Шрифт:
За процессом познания следует процесс действия. «Наука основана на предведении, на предведении основано действие». Человек сначала познает, потом действует, «строит» [1] . Никто еще не открыл науки, где процесс познания сделался бы подсобным. Пока такой науки в природе нет, и нет оснований полагать, что это в будущем, насколько мы его предвосхищаем, изменится. То же и с искусством. Совершенно непонятно, почему «восприятие» «Мертвых душ» Гоголя носит безвольный, пассивный характер. Наоборот, Собакевич и Манилов, Плюшкин и Ноздрев возбуждают вполне определенные чувства, за которыми следуют также очень определенные действия отнюдь не в пользу этих гоголевских персонажей.
1
Напоминаем читателю известное рассуждение Маркса о пчеле и архитекторе в I т. «Капитала». В этом смысле здесь и говорится о познании и действии.
Если бы старое искусство было пассивным, созерцательным, обезволенным, то оно не заставляло бы людей действовать, бороться. Но достаточно вспомнить почетную, благодетельную, благородную роль, которую сыграло старое русское искусство (в целом) в деле борьбы с царской деспотией, с русской растеряевщиной и окуровщиной, чтобы утверждения тов. Чужака повисли в воздухе [2] .
Замечания Чужака имеют еще смысл в отношении к некоторым направлениям в искусстве: к сентиментализму, к реакционному романтизму, к искусству-игре, к искусству ради искусства, — но как раз такое «искусство» наиболее субъективно и менее всего ставит себе целью жизнепознание. Меж тем тов. Чужак борется именно против реалистического, т. е. подлинного искусства. Это с особой очевидностью явствует из иных его рассуждений, из рассуждений о действительности.
2
На свой лад и образец футуристами в науке являются кружки энчменистов. Энчменисты уверены, что «вслед за низвержением эксплуататорских классов начинается массовый процесс отмирания «разума». Вместо «разума» и «знания» будущее принадлежит «единой системе органических движений». Вместо жизнепознания выдвигается тоже своеобразное жизнестроение.

▶ ЗАДАНИЕ:
Подхватите текст об искусстве и жизнепознании и продолжите его сразу после последнего приведенного предложения. Записи для этой работы не понадобятся.

▶ ЗАПИСИ НАБОРА:
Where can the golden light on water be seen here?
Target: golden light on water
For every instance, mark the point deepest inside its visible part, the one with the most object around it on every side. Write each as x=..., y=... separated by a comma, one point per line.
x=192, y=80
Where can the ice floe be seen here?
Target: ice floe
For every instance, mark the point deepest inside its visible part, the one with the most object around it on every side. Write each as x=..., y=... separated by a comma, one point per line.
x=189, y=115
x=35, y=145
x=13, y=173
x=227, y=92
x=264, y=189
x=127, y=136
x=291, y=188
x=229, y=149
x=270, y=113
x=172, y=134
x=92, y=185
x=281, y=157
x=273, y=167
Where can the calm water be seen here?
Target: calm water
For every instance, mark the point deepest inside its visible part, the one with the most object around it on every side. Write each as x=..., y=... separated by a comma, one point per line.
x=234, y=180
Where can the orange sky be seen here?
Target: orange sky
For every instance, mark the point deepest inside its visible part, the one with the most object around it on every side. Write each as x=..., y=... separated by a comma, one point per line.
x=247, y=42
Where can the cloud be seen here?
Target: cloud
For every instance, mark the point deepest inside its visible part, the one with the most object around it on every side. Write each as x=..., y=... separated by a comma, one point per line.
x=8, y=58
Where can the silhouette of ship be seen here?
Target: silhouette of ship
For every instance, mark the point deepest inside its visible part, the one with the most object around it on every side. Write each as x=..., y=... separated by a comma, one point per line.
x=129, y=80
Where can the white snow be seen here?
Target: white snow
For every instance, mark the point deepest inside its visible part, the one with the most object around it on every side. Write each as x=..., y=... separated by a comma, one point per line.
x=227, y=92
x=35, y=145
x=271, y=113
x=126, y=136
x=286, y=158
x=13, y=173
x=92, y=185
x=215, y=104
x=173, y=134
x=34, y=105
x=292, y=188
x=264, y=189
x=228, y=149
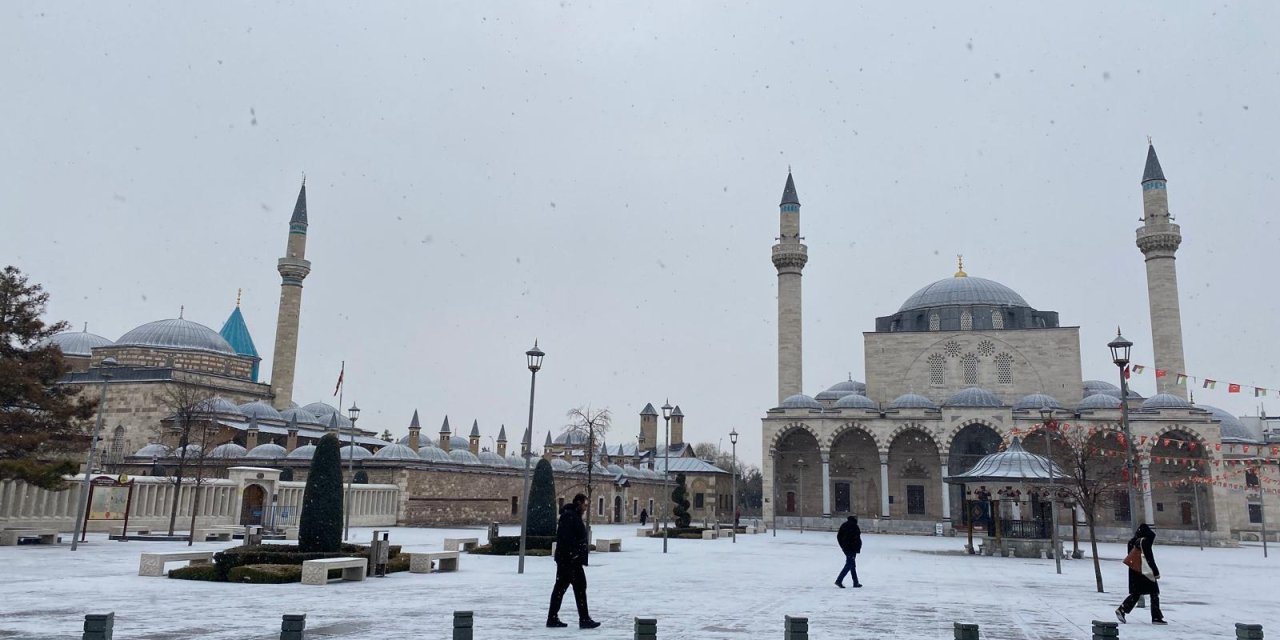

▶ ОТВЕТ:
Что такое, — вопрошают в один голос тов. Чужак и Третьяков, — реальность, действительность, опыт, данное и т. д.? И отвечают: это то, что есть; это — мертвое, застывшее, косное; это — пошлость, традиция, консервативное. «Быт является глубоко реакционной силой» (Третьяков). По силе сказанного задача художника — не познавать этот быт, а строить новое общество, нового человека. В этом — закон и пророки теоретиков современного футуризма. Отвращение к реалистической форме в искусстве постулируется при помощи диалектики Маркса — Энгельса. Вот что пишет т. Чужак: «если в основе всякой, в том числе и художественной деятельности (диалектический материализм), лежит какая-то материальная данность, но данность эта уже есть нечто преходящее», т. е. содержащее в себе «не только положительное понимание существующего, но также и понимание его отрицания, то ясно, что не фиксирование отложившегося быта (как это и до сих пор еще полагают многие, именующим себя марксистами) является задачей искусства, а реализация той воображаемой, но основанной на изучении антитезы, в выявлении которой заинтересован завтрашний день, — представление каждой синтезированной («осуществленной») формы «в ее движении», т. о. под знаком нового и нового процесса вечно обновляющейся и развивающейся извнутри материи» («Леф», № 1).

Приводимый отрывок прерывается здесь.